Кривцовъ, Аврамовъ и Лисовскій наняли сообща одну небольшую комнату и принялись заводить хозяйство. Денегъ у нихъ было мало, — только то, что привезъ съ собой Кривцовъ, потому что Аврамовъ и Лисовскій ничего не получали отъ родныхъ; и все время, что Кривцовъ оставался въ Туруханскѣ, они жили вмѣстѣ и на его средства[23]. Не успѣли оглянуться, не успѣли даже какъ-нибудь размѣститься въ тѣснотѣ, какъ прошло лѣто; да оно и всего состояло изъ 10 или 12 теплыхъ дней, къ тому же комары и мошки съ непривычки сильно донимали. Съ 8 августа начались морозы, задули порывистые вѣтры, нанося холодный дождь со снѣгомъ. Оставаться въ убогой лачугѣ на зиму было нельзя; въ началѣ сентября наши трое поселенцевъ наняли за сравнительно дорогую цѣну лучшій въ Туруханскѣ домъ, состоявшій изъ двухъ маленькихъ комнатъ и кухни. Хотя и здѣсь не было у каждаго своей комнаты, но по крайней мѣрѣ каждый имѣлъ свой столъ: они и этого удобства уже два года не знали. Купили они на зиму нѣсколько коровъ — одну на молоко, остальныя на убой. Деньги были на исходѣ, а изъ дому даже писемъ не было. Почта приходила и уходила по разу въ мѣсяцъ, и Кривцовъ регулярно каждое 5-е число отправлялъ письмо. Онъ довольно подробно описывалъ Туруханскъ и мѣстныя условія жизни, ничего не утаивая, но въ спокойномъ тонѣ, иногда съ шуткою, чтобы не напутать мать. Впрочемъ, онъ дѣйствительно относился къ своему положенію стоически. Жалуясь на неполученіе писемъ изъ дому, онъ прибавляетъ: „Впрочемъ, судьба такъ странно и своевольно со мною играетъ, что, мнѣ кажется, довольно, чтобъ я сильно чего пожелалъ, чтобъ именно того не случилось. Такъ часто былъ я обманутъ въ своихъ ожиданіяхъ, что теперь, lassé de tout, même de l’espérance, я пересталъ желать и ожидать, а просто живу со дня на день. Жизнь такая, хотя и указана намъ Евангеліемъ, но признаюсь, что настоящее (не только мое, но даже пріятное) безъ будущаго — вещь весьма скучная. Впрочемъ, я не люблю мыслей такого рода и всячески стараюсь отстранять ихъ отъ себя“. И по другому поводу онъ пишетъ: „Переставъ ожидать и желать, я купилъ себѣ тѣмъ право не страшиться будущаго“.

▸ Сохранённые записи
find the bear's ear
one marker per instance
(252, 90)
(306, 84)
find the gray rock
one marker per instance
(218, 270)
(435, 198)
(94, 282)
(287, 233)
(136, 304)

▸ Что сделать
- 1) С какого числа в Туруханске начались морозы, согласно отрывку о жизни поселенцев?
- 2) Продолжите отрывок о жизни поселенцев в Туруханске, начав сразу после его последней фразы.

▸ Ответы
- 1) С 8 августа.

- 2)
Онъ оставался въ Туруханскѣ безъ писемъ три мѣсяца; наконецъ, 20 сентября сразу пришло два письма изъ Тимофеевскаго — отъ начала и середины іюля. Съ этихъ поръ письма болѣе не пропадали. Письмо шло въ среднемъ три мѣсяца, но разливы рѣкъ или неисправность почты нерѣдко удлиняли его путь еще на цѣлый мѣсяцъ. Но слѣдуетъ помнить, что въ то время и отношеніе къ письмамъ было другое, чѣмъ теперь; тогда скорость передвиженія писемъ, какъ и путниковъ, измѣрялась недѣлями, а не днями.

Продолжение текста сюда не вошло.